──────── SOURCE MATERIAL

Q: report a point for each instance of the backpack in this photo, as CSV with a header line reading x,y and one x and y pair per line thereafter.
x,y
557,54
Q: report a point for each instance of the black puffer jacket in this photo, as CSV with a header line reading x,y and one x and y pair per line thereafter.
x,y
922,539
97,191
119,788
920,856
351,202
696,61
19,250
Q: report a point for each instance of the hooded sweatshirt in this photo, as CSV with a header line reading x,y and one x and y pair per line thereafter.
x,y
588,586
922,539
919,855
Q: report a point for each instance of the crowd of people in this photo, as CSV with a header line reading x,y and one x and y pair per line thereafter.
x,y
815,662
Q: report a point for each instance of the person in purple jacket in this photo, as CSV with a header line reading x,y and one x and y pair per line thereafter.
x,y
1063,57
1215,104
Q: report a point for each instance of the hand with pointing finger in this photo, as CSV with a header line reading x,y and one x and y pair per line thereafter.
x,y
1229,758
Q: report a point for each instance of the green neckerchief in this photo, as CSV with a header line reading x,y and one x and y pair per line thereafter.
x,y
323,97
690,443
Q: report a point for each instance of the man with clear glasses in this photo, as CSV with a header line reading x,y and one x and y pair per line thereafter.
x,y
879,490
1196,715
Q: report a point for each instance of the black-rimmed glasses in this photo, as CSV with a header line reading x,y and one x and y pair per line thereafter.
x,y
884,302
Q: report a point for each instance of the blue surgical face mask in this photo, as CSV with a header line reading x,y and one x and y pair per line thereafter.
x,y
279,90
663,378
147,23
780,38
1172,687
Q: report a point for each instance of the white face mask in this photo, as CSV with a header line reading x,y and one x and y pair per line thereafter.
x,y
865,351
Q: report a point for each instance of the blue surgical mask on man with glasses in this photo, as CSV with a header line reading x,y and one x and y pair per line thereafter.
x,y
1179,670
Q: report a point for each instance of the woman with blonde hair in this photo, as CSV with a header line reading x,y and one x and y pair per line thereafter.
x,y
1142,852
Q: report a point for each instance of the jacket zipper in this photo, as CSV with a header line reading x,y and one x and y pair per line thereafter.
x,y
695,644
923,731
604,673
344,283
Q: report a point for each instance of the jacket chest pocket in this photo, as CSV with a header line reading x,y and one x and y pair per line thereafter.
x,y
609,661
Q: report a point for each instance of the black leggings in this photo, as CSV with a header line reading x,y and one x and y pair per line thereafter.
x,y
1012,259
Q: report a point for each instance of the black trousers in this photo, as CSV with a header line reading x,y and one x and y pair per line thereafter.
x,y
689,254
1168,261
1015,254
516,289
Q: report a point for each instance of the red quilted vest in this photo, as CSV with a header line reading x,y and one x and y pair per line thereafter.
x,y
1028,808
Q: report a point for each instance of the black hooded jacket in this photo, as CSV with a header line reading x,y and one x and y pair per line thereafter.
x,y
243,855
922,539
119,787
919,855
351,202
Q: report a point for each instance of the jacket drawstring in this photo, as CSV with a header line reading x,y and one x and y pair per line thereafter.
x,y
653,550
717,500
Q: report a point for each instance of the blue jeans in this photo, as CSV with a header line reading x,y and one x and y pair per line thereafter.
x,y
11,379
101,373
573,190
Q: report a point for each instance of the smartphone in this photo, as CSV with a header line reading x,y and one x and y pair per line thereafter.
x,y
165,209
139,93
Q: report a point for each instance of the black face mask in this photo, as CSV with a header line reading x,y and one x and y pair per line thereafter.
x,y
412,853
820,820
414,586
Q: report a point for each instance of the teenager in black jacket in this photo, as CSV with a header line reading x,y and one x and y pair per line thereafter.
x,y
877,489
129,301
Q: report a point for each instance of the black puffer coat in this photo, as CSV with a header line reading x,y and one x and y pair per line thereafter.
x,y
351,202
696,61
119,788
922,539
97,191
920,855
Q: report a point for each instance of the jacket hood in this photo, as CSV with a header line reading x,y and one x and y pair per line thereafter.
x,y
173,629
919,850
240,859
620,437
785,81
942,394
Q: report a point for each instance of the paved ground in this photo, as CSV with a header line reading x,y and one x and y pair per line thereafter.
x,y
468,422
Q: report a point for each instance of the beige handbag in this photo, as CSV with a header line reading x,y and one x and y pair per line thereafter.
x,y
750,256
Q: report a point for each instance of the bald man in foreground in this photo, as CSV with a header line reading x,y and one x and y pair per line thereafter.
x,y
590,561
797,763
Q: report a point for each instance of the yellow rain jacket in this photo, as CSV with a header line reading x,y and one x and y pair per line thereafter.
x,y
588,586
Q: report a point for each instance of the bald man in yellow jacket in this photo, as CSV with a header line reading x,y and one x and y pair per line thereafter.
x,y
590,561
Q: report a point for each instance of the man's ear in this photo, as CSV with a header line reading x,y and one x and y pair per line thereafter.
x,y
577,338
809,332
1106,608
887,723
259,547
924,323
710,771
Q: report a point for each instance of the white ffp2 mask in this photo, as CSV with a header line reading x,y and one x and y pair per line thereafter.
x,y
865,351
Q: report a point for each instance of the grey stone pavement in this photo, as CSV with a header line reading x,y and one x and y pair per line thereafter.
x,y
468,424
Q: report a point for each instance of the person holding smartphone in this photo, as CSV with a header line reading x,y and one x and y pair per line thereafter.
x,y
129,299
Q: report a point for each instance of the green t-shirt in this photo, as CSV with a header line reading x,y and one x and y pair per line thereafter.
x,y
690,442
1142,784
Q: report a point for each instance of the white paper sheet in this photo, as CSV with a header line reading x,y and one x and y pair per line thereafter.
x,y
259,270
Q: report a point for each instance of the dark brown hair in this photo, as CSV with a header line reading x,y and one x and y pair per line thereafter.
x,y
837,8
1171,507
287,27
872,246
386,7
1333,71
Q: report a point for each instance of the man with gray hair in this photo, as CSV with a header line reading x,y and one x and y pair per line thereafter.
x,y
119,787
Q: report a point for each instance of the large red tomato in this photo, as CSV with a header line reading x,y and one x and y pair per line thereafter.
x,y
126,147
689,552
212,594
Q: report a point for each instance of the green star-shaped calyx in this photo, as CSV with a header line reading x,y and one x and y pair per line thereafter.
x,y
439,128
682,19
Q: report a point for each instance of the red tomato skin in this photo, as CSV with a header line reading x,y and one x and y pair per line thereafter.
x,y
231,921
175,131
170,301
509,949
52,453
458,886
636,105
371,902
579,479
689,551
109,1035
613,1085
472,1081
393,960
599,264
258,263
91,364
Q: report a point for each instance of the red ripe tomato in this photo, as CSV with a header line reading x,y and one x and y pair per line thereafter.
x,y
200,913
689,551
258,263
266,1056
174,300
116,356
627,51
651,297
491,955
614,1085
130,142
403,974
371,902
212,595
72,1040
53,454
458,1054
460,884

────────────────

[TASK]: Put every line of the listing above into a Markdown table with the columns Row and Content, numbering rows from 1 and leaving out any blank lines.

[OUTPUT]:
| Row | Content |
|---|---|
| 1 | Q: report a point for each instance of the backpack in this photo, as CSV with a header line reading x,y and one x and y pair per line thereafter. |
| 2 | x,y |
| 3 | 557,54 |
| 4 | Q: report a point for each instance of the black puffer jacket in this photo, as CSV with a header line reading x,y and one x and y pair per line thereafter. |
| 5 | x,y |
| 6 | 922,539 |
| 7 | 97,191 |
| 8 | 119,788 |
| 9 | 920,856 |
| 10 | 351,202 |
| 11 | 696,61 |
| 12 | 19,250 |
| 13 | Q: report a point for each instance of the hooded sweatshirt in this photo, as CSV with a header line reading x,y and one x and y pair per line thereafter. |
| 14 | x,y |
| 15 | 588,586 |
| 16 | 922,539 |
| 17 | 919,855 |
| 18 | Q: report a point for each instance of the crowd of people in this photo, as CSV with a header line reading x,y and one x and y pair per line thereafter. |
| 19 | x,y |
| 20 | 815,662 |
| 21 | Q: report a point for each instance of the person in purple jacket in this photo, as CSV with a header line reading x,y and one x and y pair per line thereafter. |
| 22 | x,y |
| 23 | 1063,57 |
| 24 | 1215,104 |
| 25 | Q: report a point for each instance of the hand with pointing finger in this photo, as CSV with a header line reading x,y and one x and y pair per line thereafter. |
| 26 | x,y |
| 27 | 1229,758 |
| 28 | Q: report a point for each instance of the green neckerchief in this photo, as CSV with a header line reading x,y and one x and y pair per line thereafter. |
| 29 | x,y |
| 30 | 323,97 |
| 31 | 690,443 |
| 32 | Q: report a point for each instance of the man with clear glasses in this photo, as CSV with a header line reading x,y and one x and y pair per line thereafter. |
| 33 | x,y |
| 34 | 879,490 |
| 35 | 1196,715 |
| 36 | Q: report a point for each instance of the black-rimmed glasses in this photo, as CSV with a header line reading x,y and one x and y pair per line thereafter. |
| 37 | x,y |
| 38 | 884,302 |
| 39 | Q: report a point for each instance of the blue surgical face mask in this photo, as CSV with a header line reading x,y and one x and y pair per line thereafter. |
| 40 | x,y |
| 41 | 279,90 |
| 42 | 663,378 |
| 43 | 147,23 |
| 44 | 780,38 |
| 45 | 1172,687 |
| 46 | Q: report a point for each instance of the white face mask in this photo, as CSV with a header line reading x,y and one x and y pair per line thereafter. |
| 47 | x,y |
| 48 | 865,351 |
| 49 | Q: report a point for each instance of the blue surgical mask on man with glasses in this photo, as CSV with a header line reading x,y and one x and y pair per line thereafter. |
| 50 | x,y |
| 51 | 1179,670 |
| 52 | Q: report a point for each instance of the woman with blonde hair in this photo, as CSV with a header line reading x,y and one x and y pair per line thereafter. |
| 53 | x,y |
| 54 | 1142,852 |
| 55 | Q: report a point for each instance of the jacket zipper in this photo, as CSV with a header line reading x,y and one x and y pair per line thereafter. |
| 56 | x,y |
| 57 | 695,644 |
| 58 | 923,731 |
| 59 | 604,673 |
| 60 | 344,283 |
| 61 | Q: report a point for each instance of the jacket chest pocket in this photo, as CSV with a header line reading x,y and one x and y pair per line thereafter. |
| 62 | x,y |
| 63 | 609,661 |
| 64 | Q: report a point for each instance of the black leggings in this photo, as CSV with a header line reading x,y and one x and y pair per line thereafter. |
| 65 | x,y |
| 66 | 1012,259 |
| 67 | Q: report a point for each instance of the black trousers in this photo, as CSV with a header line reading x,y and one x and y pair per line thereafter. |
| 68 | x,y |
| 69 | 689,254 |
| 70 | 1168,261 |
| 71 | 1015,254 |
| 72 | 516,289 |
| 73 | Q: report a point for each instance of the red quilted vest in this photo, as CSV with a header line reading x,y and one x and y pair per line thereafter. |
| 74 | x,y |
| 75 | 1028,808 |
| 76 | Q: report a point for each instance of the black hooded jacket in this photo, as CSV with a header line reading x,y and one x and y pair per line thereafter. |
| 77 | x,y |
| 78 | 243,855 |
| 79 | 922,539 |
| 80 | 119,787 |
| 81 | 919,855 |
| 82 | 351,202 |
| 83 | Q: report a point for each instance of the jacket drawstring in this photo, as CSV with a header line reading x,y and one x and y pair per line thereafter. |
| 84 | x,y |
| 85 | 653,550 |
| 86 | 717,500 |
| 87 | Q: report a point for each instance of the blue jeans in this photo, as CSV with a header line reading x,y and one x and y pair per line thereafter. |
| 88 | x,y |
| 89 | 11,379 |
| 90 | 101,373 |
| 91 | 573,190 |
| 92 | Q: report a point for each instance of the smartphone in this photo, as CSV with a header line reading x,y and one x and y pair per line thereafter. |
| 93 | x,y |
| 94 | 165,209 |
| 95 | 139,93 |
| 96 | Q: report a point for each instance of the black face mask in this photo, as CSV with a header line reading x,y and one x and y pair per line thereafter. |
| 97 | x,y |
| 98 | 412,853 |
| 99 | 820,820 |
| 100 | 414,586 |
| 101 | Q: report a point for each instance of the teenager in black jacket in this photo, as CSV with a header line reading x,y and one x and y pair per line thereafter. |
| 102 | x,y |
| 103 | 877,489 |
| 104 | 129,301 |
| 105 | Q: report a point for each instance of the black puffer coat in this photo, as CSV with a header line reading x,y and one x and y pair per line thereafter. |
| 106 | x,y |
| 107 | 351,202 |
| 108 | 696,61 |
| 109 | 119,788 |
| 110 | 922,539 |
| 111 | 97,191 |
| 112 | 920,855 |
| 113 | Q: report a point for each instance of the jacket hood in this photo, as CSV with a header line reading x,y and one x and y pair per line thereafter. |
| 114 | x,y |
| 115 | 173,629 |
| 116 | 919,850 |
| 117 | 240,859 |
| 118 | 620,437 |
| 119 | 785,81 |
| 120 | 942,394 |
| 121 | Q: report a point for each instance of the paved ground in this photo, as CSV with a header line reading x,y and one x and y pair per line thereafter. |
| 122 | x,y |
| 123 | 468,422 |
| 124 | Q: report a point for each instance of the beige handbag in this photo, as CSV with a header line reading x,y and one x and y pair per line thereafter. |
| 125 | x,y |
| 126 | 750,256 |
| 127 | Q: report a point for each instance of the bald man in foreground in this photo, as CSV with a header line reading x,y and one x and y pair per line thereafter. |
| 128 | x,y |
| 129 | 590,561 |
| 130 | 797,763 |
| 131 | Q: report a point for each instance of the yellow rain jacket in this photo, as CSV with a header line reading x,y and one x and y pair per line thereafter. |
| 132 | x,y |
| 133 | 588,586 |
| 134 | Q: report a point for each instance of the bald man in yellow jacket in this photo, as CSV with a header line reading x,y and one x and y pair per line thereafter. |
| 135 | x,y |
| 136 | 590,561 |
| 137 | Q: report a point for each instance of the man's ear in this photo, as CSV with a header line reading x,y and one x and y pair per line thereafter. |
| 138 | x,y |
| 139 | 577,338 |
| 140 | 809,332 |
| 141 | 1106,608 |
| 142 | 887,723 |
| 143 | 259,547 |
| 144 | 924,323 |
| 145 | 710,771 |
| 146 | Q: report a point for each instance of the white ffp2 mask in this photo, as CSV with a header line reading x,y and one x and y pair per line thereafter. |
| 147 | x,y |
| 148 | 865,351 |
| 149 | Q: report a point for each instance of the grey stone pavement in this photo, as CSV with a header line reading x,y and one x and y pair per line thereafter. |
| 150 | x,y |
| 151 | 468,424 |
| 152 | Q: report a point for each instance of the person holding smartphone in this photo, as CSV with a header line reading x,y and one x and y pair per line thereafter. |
| 153 | x,y |
| 154 | 129,299 |
| 155 | Q: report a point for each instance of the green t-shirt in this photo, as CSV with a header line reading x,y and one x and y pair per line thereafter. |
| 156 | x,y |
| 157 | 690,442 |
| 158 | 1142,784 |
| 159 | Q: report a point for each instance of the white paper sheet in this photo, as CSV with a header line reading x,y and one x and y pair per line thereafter. |
| 160 | x,y |
| 161 | 259,270 |
| 162 | Q: report a point for each instance of the dark brown hair in this photo, as CSV with a header line reading x,y and one x and y pair per line thereafter. |
| 163 | x,y |
| 164 | 837,8 |
| 165 | 1171,507 |
| 166 | 287,27 |
| 167 | 872,246 |
| 168 | 386,7 |
| 169 | 1333,71 |
| 170 | Q: report a point for each instance of the man with gray hair in this photo, as CSV with a header line reading x,y and one x and y pair per line thereafter. |
| 171 | x,y |
| 172 | 119,787 |
| 173 | Q: report a point for each instance of the large red tomato in this photo, as CSV with a header line reading x,y and one x and y pair per line thereafter. |
| 174 | x,y |
| 175 | 126,147 |
| 176 | 689,552 |
| 177 | 212,594 |
| 178 | Q: report a point for each instance of the green star-shaped calyx in this photo, as CSV with a header line reading x,y and one x and y pair per line thereafter. |
| 179 | x,y |
| 180 | 439,128 |
| 181 | 682,19 |
| 182 | Q: report a point for each instance of the red tomato skin in this photo, as CSV with a header line reading x,y and one x and y pair per line thereafter. |
| 183 | x,y |
| 184 | 231,921 |
| 185 | 175,131 |
| 186 | 170,301 |
| 187 | 509,949 |
| 188 | 52,453 |
| 189 | 458,886 |
| 190 | 636,105 |
| 191 | 371,902 |
| 192 | 579,479 |
| 193 | 689,551 |
| 194 | 109,1035 |
| 195 | 613,1085 |
| 196 | 472,1081 |
| 197 | 393,960 |
| 198 | 599,264 |
| 199 | 258,263 |
| 200 | 91,364 |
| 201 | Q: report a point for each instance of the red ripe tomato in this photo, as CSV with a header line reading x,y and one x and y pair per line thereafter. |
| 202 | x,y |
| 203 | 200,913 |
| 204 | 689,551 |
| 205 | 258,263 |
| 206 | 266,1056 |
| 207 | 174,300 |
| 208 | 116,356 |
| 209 | 627,51 |
| 210 | 651,297 |
| 211 | 491,955 |
| 212 | 614,1085 |
| 213 | 130,142 |
| 214 | 403,974 |
| 215 | 371,902 |
| 216 | 212,595 |
| 217 | 72,1040 |
| 218 | 53,454 |
| 219 | 458,1054 |
| 220 | 460,884 |